▶ **READING TEXT**
>> Start
Those persons who from time to time are voting members of the UNITARIAN UNIVERSALIST CHURCH OF FORT LAUDERDALE, FLORIDA, shall by reason thereof be members of this Corporation, and membership in this Corporation shall terminate when any such person ceases to be a voting member of the said UNITARIAN UNIVERSALIST CHURCH OF FORT LAUDERDALE, FLORIDA.
 

ARTICLE IV

This Corporation shall have perpetual existence.
 

ARTICLE V

The names and addresses of the subscribers to these Articles of Incorporation are as follows: (Addresses omitted to save space) Gary N. Jarvela, George H. Kip Barkley, Reynold W. Hyde, Walter W. Gorr, Mark L. Myers, Jack S. Anker.
 

ARTICLE VI

The affairs of this Corporation shall be managed by Trustees of not less than four (4) nor more than six (6) persons elected by the members of the UNITARIAN UNIVERSALIST CHURCH OF FORT LAUDERDALE, FLORIDA. Except for the initial terms hereafter determined, the term of office of each of such Trustees shall be for three years, or until their successors are elected. The names and addresses of the persons who are to serve as Trustees until the further election thereof, and the initial terms of said Trustees are as follows; (Addresses omitted to save space) One Year: Gary N. Jarvela George H. Kip Barkley Two Years: Reynold W. Hyde Walter W. Gorr Three Years: Mark L. Myers Jack S. Anker An interim vacancy among the Trustees shall, until the next Annual Meeting of the members of this Corporation, be filled by the vote of a majority of the remaining Trustees. All of the corporate powers, except as otherwise provided in these Articles of Incorporation or by the laws of the State of Florida, shall be and hereby are vested in and shall be exercised by the Trustees. Agreement and action of a majority of said Trustees shall be binding upon this Corporation.
>> End
▶ **PROVIDED DATA**
>> Start
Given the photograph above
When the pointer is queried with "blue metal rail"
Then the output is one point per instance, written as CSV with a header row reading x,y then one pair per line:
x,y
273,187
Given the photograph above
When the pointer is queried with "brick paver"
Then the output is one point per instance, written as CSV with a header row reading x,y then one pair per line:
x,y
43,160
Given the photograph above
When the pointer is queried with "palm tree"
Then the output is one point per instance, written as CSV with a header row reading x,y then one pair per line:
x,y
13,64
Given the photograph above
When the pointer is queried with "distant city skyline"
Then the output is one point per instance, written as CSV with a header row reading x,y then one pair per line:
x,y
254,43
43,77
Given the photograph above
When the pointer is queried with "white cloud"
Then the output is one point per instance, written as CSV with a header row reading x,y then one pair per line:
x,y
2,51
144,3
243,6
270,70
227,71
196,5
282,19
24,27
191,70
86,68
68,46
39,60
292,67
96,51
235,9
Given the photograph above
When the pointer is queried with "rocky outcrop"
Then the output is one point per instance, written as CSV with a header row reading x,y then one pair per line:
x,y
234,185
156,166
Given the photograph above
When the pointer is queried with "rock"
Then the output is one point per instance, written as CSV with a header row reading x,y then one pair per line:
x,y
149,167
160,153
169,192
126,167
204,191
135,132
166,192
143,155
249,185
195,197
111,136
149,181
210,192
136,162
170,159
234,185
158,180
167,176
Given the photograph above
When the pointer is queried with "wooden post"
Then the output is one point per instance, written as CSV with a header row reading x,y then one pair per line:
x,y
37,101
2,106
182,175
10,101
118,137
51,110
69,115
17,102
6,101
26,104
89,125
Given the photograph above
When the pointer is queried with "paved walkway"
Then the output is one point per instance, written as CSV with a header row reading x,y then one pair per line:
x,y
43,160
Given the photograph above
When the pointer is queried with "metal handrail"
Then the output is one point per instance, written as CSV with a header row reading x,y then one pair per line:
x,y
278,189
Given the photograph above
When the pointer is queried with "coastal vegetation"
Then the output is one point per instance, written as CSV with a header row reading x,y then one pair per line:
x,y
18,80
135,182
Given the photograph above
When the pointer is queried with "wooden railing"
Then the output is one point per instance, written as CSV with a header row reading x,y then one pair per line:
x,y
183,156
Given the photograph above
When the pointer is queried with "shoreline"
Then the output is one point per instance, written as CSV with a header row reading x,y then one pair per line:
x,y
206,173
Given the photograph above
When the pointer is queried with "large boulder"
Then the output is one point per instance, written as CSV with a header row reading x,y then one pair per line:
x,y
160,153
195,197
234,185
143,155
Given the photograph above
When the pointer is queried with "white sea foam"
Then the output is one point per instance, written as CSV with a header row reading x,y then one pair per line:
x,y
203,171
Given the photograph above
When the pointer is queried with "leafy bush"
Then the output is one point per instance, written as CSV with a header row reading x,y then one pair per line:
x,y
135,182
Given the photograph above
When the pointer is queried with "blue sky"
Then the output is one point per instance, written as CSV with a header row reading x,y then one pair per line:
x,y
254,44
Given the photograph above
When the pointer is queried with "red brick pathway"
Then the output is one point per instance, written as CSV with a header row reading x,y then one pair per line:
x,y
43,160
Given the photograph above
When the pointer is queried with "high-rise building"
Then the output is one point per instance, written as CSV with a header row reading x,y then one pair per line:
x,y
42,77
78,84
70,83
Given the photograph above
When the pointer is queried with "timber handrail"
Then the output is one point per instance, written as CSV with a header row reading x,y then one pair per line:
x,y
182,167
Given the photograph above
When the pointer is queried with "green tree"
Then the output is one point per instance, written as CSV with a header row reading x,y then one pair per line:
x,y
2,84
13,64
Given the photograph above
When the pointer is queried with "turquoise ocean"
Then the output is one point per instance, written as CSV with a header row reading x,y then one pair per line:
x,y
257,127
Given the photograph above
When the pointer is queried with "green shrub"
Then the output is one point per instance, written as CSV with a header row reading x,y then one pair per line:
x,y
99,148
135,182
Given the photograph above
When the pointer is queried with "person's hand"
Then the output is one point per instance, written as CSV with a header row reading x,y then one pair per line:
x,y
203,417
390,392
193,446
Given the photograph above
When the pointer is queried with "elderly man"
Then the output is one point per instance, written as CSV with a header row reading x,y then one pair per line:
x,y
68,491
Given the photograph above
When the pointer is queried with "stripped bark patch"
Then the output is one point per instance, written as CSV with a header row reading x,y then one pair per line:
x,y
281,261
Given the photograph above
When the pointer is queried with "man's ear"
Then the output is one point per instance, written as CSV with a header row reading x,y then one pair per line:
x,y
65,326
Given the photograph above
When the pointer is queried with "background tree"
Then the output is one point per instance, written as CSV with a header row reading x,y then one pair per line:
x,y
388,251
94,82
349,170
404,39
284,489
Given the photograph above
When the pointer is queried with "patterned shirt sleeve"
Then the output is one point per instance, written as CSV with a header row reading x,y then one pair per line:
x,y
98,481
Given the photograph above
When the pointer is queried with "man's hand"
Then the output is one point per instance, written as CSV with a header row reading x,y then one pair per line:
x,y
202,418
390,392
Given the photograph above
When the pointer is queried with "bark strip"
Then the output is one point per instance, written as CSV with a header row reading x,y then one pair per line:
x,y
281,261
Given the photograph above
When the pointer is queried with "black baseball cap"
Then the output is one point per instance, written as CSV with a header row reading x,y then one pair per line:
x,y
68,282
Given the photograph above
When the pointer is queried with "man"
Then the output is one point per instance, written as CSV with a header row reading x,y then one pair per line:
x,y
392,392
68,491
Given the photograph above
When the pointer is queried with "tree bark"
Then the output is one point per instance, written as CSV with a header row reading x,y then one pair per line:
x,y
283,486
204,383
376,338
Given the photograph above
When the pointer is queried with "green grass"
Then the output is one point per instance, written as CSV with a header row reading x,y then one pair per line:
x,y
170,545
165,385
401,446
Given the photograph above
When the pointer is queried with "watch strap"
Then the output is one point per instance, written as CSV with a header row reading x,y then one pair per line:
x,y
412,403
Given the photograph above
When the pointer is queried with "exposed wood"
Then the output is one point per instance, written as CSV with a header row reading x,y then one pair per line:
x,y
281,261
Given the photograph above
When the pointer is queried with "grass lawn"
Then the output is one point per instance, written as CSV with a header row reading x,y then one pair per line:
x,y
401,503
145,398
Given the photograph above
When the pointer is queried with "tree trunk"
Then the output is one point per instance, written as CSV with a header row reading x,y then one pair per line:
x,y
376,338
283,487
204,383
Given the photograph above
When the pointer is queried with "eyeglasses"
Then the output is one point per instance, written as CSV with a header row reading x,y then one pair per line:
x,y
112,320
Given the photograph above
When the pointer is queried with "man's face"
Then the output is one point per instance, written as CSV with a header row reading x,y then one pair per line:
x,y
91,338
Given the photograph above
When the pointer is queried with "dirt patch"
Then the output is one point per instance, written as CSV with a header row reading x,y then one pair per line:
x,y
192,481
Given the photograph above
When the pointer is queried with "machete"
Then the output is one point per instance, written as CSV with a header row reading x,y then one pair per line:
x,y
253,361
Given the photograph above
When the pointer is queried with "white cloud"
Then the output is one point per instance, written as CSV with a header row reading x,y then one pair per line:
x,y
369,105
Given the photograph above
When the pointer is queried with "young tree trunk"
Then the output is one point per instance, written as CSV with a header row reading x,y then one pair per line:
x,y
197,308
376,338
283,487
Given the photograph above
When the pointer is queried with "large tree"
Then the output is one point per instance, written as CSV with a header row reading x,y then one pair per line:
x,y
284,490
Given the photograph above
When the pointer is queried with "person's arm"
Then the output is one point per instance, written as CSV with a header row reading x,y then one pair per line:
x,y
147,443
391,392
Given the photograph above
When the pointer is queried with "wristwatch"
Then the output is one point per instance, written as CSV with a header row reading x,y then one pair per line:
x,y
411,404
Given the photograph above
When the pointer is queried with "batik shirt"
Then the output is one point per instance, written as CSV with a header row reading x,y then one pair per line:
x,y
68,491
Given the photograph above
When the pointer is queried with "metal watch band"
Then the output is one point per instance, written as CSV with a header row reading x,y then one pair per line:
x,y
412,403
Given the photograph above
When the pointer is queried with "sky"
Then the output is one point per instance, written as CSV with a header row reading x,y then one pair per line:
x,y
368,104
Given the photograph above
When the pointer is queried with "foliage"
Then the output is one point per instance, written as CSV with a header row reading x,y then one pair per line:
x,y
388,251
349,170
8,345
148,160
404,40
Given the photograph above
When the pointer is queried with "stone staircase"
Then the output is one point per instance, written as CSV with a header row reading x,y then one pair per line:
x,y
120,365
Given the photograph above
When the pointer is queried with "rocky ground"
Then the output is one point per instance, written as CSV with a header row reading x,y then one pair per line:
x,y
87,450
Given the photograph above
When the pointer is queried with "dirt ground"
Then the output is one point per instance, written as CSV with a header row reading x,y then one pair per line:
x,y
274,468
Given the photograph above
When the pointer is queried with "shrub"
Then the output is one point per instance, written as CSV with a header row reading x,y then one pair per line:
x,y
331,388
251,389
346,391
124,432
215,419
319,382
>> End
▶ **TASK 1**
Rewrite the stretch of the articles of incorporation from "This Corporation shall have" through "Jack S. Anker.", replacing "perpetual" with "indefinite".
▶ **TASK 2**
Show every line of the records that contains the string "person", matching case exactly.
The articles of incorporation and the records have nothing to do with each other.

▶ **COMPLETE ANSWER 1**
This Corporation shall have indefinite existence.
 

ARTICLE V

The names and addresses of the subscribers to these Articles of Incorporation are as follows: (Addresses omitted to save space) Gary N. Jarvela, George H. Kip Barkley, Reynold W. Hyde, Walter W. Gorr, Mark L. Myers, Jack S. Anker.

▶ **COMPLETE ANSWER 2**
When the pointer is queried with "person's hand"
When the pointer is queried with "person's arm"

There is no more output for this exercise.